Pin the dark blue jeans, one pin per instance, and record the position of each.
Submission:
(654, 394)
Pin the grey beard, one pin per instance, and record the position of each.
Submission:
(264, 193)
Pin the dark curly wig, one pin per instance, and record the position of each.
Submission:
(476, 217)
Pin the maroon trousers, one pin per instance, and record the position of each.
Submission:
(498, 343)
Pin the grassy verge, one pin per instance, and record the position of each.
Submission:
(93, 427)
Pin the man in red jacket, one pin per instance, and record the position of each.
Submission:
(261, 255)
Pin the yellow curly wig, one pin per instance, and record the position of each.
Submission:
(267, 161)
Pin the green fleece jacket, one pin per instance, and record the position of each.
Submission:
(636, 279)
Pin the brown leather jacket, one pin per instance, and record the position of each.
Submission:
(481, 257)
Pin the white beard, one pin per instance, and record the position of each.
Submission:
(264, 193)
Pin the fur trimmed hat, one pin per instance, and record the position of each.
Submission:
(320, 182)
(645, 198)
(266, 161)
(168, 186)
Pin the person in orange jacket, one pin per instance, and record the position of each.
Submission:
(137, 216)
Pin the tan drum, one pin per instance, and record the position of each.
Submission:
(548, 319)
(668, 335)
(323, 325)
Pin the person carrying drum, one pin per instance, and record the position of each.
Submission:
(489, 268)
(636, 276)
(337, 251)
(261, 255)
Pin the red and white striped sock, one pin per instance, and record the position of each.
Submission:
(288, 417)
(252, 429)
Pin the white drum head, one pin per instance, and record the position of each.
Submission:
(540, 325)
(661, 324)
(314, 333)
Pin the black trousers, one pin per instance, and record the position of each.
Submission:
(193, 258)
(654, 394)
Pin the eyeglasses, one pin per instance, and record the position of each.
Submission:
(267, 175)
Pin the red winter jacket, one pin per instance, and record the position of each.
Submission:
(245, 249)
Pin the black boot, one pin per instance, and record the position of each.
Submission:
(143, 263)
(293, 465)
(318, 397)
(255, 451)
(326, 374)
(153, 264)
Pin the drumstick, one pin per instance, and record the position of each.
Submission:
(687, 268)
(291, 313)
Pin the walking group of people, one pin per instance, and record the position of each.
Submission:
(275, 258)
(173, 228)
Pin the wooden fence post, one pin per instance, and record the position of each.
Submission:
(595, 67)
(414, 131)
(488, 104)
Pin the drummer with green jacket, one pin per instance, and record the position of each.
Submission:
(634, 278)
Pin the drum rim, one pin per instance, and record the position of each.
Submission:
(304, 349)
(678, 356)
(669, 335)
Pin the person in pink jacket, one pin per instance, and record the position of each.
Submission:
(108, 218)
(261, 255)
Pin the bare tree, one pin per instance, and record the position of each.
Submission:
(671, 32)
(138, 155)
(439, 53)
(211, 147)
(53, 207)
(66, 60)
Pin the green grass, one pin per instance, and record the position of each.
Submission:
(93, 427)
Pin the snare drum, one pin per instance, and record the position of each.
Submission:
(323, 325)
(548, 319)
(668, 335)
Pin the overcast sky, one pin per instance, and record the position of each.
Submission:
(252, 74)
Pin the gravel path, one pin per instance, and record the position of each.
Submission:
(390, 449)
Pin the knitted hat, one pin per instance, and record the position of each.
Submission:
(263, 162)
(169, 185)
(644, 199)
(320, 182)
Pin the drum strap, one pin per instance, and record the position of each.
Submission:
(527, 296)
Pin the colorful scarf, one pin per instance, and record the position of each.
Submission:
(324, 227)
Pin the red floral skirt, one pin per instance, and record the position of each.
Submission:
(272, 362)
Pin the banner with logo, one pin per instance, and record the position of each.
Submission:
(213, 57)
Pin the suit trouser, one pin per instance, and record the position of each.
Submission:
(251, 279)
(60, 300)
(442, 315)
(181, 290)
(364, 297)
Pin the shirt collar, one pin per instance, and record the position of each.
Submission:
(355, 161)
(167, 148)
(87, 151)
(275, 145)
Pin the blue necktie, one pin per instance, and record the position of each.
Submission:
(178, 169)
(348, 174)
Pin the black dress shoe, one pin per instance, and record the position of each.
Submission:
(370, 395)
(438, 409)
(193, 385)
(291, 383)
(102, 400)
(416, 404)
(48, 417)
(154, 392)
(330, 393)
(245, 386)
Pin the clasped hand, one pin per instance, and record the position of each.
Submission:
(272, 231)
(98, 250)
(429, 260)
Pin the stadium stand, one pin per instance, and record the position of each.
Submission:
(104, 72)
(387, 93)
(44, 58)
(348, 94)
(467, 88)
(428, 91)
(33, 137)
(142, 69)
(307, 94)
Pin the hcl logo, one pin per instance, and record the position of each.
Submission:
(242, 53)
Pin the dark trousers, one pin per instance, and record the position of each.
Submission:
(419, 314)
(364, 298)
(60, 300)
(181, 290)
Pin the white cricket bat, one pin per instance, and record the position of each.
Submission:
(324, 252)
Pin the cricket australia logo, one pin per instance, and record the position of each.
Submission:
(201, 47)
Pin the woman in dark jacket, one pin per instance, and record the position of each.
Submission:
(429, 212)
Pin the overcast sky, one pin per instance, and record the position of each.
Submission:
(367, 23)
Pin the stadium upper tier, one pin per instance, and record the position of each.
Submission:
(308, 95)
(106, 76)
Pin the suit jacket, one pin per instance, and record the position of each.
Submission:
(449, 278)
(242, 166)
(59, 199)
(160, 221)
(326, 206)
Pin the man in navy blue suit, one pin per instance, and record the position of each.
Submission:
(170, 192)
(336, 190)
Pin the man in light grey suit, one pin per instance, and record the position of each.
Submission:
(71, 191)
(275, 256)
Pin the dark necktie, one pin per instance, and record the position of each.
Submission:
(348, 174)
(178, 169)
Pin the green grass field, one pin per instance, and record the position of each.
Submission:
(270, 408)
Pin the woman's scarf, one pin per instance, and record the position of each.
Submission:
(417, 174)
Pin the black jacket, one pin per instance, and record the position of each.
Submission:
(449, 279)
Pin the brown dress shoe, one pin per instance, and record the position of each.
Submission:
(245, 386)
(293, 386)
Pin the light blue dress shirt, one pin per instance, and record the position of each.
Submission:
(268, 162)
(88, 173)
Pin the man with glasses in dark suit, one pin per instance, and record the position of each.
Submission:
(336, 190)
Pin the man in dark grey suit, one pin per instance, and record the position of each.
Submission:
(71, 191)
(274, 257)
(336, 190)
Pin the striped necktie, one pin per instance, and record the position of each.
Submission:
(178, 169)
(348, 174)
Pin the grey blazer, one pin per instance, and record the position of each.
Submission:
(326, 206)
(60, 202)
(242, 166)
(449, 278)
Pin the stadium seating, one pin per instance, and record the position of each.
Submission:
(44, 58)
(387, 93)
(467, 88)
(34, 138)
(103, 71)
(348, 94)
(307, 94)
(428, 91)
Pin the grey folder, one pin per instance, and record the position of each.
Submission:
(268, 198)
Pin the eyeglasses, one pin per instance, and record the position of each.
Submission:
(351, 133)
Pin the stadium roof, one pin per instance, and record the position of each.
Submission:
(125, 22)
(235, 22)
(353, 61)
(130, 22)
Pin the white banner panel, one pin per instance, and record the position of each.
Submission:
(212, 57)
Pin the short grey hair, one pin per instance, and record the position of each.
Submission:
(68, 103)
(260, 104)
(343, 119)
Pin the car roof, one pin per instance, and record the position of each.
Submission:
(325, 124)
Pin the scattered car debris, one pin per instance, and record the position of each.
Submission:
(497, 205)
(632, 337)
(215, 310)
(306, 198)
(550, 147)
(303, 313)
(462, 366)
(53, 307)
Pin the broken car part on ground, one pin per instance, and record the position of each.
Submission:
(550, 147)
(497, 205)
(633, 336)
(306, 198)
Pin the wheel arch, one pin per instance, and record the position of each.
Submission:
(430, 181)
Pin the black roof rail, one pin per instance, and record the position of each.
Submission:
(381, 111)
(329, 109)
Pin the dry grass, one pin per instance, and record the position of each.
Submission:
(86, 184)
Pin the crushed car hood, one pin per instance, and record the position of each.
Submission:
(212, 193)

§ **Do this**:
Through the last line of the entries above, beginning at the line containing "Pin the stadium roof, one", transcribe each line exactly, both ends included and nothing more.

§ **Response to this exercise**:
Pin the stadium roof, one pin per instance, and record the position of each.
Submission:
(125, 22)
(235, 22)
(353, 61)
(130, 22)
Pin the white banner panel, one pin per instance, and record the position of each.
Submission:
(212, 57)
Pin the short grey hair, one pin per instance, and record the position of each.
Submission:
(68, 103)
(260, 104)
(343, 119)
Pin the car roof, one pin per instance, and record the position of each.
Submission:
(325, 124)
Pin the scattered car debris, one pin per instance, and record the position of each.
Submission:
(497, 205)
(632, 337)
(215, 310)
(306, 198)
(550, 147)
(303, 313)
(462, 366)
(53, 307)
Pin the broken car part on ground, one pin per instance, and record the position of each.
Submission:
(550, 147)
(497, 205)
(633, 336)
(306, 198)
Pin the wheel arch, one pin per instance, and record the position of each.
Submission:
(430, 181)
Pin the black roof rail, one pin per instance, and record the position of each.
Submission:
(381, 111)
(329, 109)
Pin the dry grass, one pin per instance, and record the position of each.
Submission:
(86, 184)
Pin the crushed car hood, one pin per instance, and record the position of each.
Submission:
(212, 193)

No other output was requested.